Excerpt provided:
——————

Lerner Shops became known as Lerner New York in the early 1990s. By 1993, The Limited Inc. found that many of its brands were competing against each other. The company announced it would close 100 of its more than 900 Lerner New York locations. It then modernized its line of clothing and introduced the New York & Company label. By the end of the decade, it had dropped the Lerner name and became New York & Company.

In 2002, Limited Brands sold New York & Company to Bear Stearns Merchant Banking, making it an independent company. It went public in 2004 and opened a new flagship store New York City at 58th Street and Lexington Avenue. The company launched an ecommerce website in 2006.

In 2012, the company launched NY&C Beauty, a beauty line including fragrance, lip, and nail products. In 2013, the company launched an exclusive collection designed in collaboration with actress Eva Mendes.

The company began pushing into the outlet space during the 2010s. By the end of 2015, 82 of 490 stores were outlet stores. Another 50 were slated for conversion in the first quarter of 2016, with a fourth of the company's stores expected to by outlets by the end of the year. In 2016, CEO Gregory Scott and New York & Comp ny were an episode of Undercover Boss.

By 2017, New York & Company had 466 retail stores in the U.S. after closing 11 flagship stores and six other stores at the end of the previous year. Gabrielle Union launched her own collection in 2017. In November, the company announced it had acquired plus-size retailer Fashion to Figure for $1.4 million.

In August 2018, the company opened its largest flagship store to date, an 18,000-sq.-ft, two-level store on State Street in Downtown Chicago. That month, Kate Hudson became an ambassador to the Soho Jeans line and would gain her own collection with New York & Company.

===RTW Retailwinds, bankruptcy, and sale===
In September 2018, New York & Co., Inc. rebranded as RTW Retailwinds in an effort to expand its portfolio and focus on ecommerce. The new name took effect in November, with the company changing its ticker symbol to RTW on the New York Stock Exchange. In 2019, Hudson's Happy X Nature collection launched. It debuted the Uncommon Sense lingerie brand in April, but by August, announced it would exit the business. At the end of the year, RTW posted an operating loss of nearly $62 million and announced it would close 30 stores (including 19 NY&C locations).

——————

Dataset entries:
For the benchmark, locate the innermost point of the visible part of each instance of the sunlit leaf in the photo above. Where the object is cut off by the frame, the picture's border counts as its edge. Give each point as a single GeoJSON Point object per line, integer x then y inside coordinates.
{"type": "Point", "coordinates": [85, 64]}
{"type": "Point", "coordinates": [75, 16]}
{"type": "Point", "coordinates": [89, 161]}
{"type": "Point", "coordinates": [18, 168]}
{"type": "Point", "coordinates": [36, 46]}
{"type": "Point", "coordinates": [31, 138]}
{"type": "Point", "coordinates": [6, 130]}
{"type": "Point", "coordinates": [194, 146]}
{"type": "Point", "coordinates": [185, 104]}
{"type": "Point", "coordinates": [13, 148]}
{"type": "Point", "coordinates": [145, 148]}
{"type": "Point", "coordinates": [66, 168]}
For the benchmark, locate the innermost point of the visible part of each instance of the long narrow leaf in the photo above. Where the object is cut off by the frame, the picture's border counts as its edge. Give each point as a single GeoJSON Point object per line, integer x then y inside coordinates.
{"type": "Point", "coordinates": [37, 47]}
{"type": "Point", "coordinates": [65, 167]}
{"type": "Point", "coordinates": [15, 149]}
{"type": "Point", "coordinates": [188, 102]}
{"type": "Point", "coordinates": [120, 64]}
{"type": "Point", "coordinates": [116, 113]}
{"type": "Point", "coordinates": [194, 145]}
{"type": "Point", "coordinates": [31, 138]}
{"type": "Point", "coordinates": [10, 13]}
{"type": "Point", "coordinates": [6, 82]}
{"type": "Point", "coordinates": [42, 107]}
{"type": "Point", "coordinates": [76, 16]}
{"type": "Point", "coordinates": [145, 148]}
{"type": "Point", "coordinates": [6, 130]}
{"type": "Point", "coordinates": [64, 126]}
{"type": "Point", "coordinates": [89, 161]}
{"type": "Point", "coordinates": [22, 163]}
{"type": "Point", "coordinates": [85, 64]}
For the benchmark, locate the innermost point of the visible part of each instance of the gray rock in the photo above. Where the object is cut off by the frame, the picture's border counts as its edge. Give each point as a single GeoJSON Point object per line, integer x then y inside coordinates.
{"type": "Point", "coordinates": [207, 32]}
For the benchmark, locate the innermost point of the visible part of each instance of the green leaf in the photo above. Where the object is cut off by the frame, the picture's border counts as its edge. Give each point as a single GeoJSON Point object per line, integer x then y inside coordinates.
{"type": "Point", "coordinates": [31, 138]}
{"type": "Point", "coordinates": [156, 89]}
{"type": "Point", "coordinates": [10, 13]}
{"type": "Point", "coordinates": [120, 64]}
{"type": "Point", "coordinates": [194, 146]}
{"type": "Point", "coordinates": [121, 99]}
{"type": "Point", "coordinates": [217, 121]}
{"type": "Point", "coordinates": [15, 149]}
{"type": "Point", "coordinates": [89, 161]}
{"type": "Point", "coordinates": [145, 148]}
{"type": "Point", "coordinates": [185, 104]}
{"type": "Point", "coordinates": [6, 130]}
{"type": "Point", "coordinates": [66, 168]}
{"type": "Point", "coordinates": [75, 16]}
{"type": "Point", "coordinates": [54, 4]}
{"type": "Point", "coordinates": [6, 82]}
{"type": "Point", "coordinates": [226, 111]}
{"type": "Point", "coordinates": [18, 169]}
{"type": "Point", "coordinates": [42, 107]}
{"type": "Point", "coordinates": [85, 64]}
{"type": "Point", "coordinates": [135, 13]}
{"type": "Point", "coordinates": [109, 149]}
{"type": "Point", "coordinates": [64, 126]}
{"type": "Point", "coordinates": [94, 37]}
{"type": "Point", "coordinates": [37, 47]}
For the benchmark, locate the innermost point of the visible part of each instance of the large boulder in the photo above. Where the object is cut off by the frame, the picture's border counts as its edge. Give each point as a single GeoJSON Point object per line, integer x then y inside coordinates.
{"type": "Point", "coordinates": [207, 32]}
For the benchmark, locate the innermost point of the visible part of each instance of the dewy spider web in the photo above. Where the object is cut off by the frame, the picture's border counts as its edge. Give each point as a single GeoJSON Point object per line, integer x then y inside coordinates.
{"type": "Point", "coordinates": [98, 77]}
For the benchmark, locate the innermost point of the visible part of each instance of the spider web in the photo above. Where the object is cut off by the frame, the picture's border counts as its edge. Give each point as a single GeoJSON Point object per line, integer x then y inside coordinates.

——————

Exercise details:
According to the excerpt about New York & Company, to whom did Limited Brands sell the company in 2002? The records have no connection to the excerpt about New York & Company.

Exercise response:
Bear Stearns Merchant Banking.